***** GIVEN DATA

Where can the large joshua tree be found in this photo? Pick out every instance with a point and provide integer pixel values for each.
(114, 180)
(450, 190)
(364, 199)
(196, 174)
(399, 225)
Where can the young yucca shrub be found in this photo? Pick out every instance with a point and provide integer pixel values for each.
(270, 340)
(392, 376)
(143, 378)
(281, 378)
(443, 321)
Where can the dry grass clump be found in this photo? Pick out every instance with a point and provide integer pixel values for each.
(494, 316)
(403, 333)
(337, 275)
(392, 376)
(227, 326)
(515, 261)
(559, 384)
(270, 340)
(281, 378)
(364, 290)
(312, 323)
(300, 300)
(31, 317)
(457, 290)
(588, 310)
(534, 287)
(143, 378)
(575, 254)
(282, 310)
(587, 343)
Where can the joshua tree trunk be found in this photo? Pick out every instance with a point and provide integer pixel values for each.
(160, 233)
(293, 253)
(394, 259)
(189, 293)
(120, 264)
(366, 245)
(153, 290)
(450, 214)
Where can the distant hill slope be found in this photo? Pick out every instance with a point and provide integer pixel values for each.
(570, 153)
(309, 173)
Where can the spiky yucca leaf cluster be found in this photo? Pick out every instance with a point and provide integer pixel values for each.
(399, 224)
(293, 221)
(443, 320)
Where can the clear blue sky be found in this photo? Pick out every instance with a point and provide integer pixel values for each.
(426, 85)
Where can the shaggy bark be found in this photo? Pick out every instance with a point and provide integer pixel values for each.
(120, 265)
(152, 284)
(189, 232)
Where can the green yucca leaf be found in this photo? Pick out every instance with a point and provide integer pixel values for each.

**********

YOUR OBJECTIVE:
Render every line of the records above as a Markdown table with the columns "Row" and "Entry", numbering each line in order and omitting blank lines.

RESULT FOR THIS TASK:
| Row | Entry |
|---|---|
| 1 | Where can the large joshua tree be found in this photo? Pick out every instance with a point and provide integer pixel values for each. |
| 2 | (114, 180) |
| 3 | (450, 190) |
| 4 | (364, 199) |
| 5 | (196, 174) |
| 6 | (399, 225) |
| 7 | Where can the young yucca shrub be found in this photo? Pick out every instance with a point and provide integer pixel values for each. |
| 8 | (270, 340) |
| 9 | (392, 376) |
| 10 | (143, 378) |
| 11 | (281, 378) |
| 12 | (443, 321) |
| 13 | Where can the dry grass clump be found in this photo? Pick out every instance with a point and provide integer pixel values for each. |
| 14 | (494, 316) |
| 15 | (403, 333) |
| 16 | (337, 275) |
| 17 | (392, 376) |
| 18 | (227, 326) |
| 19 | (515, 261) |
| 20 | (559, 384) |
| 21 | (270, 340) |
| 22 | (281, 378) |
| 23 | (364, 290) |
| 24 | (312, 323) |
| 25 | (300, 300) |
| 26 | (31, 317) |
| 27 | (457, 290) |
| 28 | (588, 310) |
| 29 | (534, 287) |
| 30 | (143, 378) |
| 31 | (575, 254) |
| 32 | (282, 310) |
| 33 | (587, 343) |
| 34 | Where can the joshua tree trunk be found in this photo? Pick out every instance with a point and provide integer pixel values for each. |
| 35 | (160, 233) |
| 36 | (293, 253) |
| 37 | (394, 259) |
| 38 | (189, 293) |
| 39 | (120, 264) |
| 40 | (366, 245) |
| 41 | (153, 290) |
| 42 | (450, 214) |
| 43 | Where can the distant hill slope be found in this photo? Pick out every instance with a point and provide integer pixel values for each. |
| 44 | (570, 153) |
| 45 | (309, 173) |
| 46 | Where can the spiky yucca leaf cluster be found in this photo? Pick out every instance with a point and provide integer pixel values for each. |
| 47 | (399, 224) |
| 48 | (293, 221) |
| 49 | (443, 320) |
| 50 | Where can the clear blue sky be found in this photo? Pick out every instance with a point and provide integer pixel values for each. |
| 51 | (426, 85) |
| 52 | Where can the shaggy bark be found in this photo? Pick out every instance with a point and provide integer pixel values for each. |
| 53 | (120, 265) |
| 54 | (152, 284) |
| 55 | (189, 232) |
| 56 | Where can the green yucca leaf be found in this photo? Pick out every instance with a point and provide integer pixel values for each. |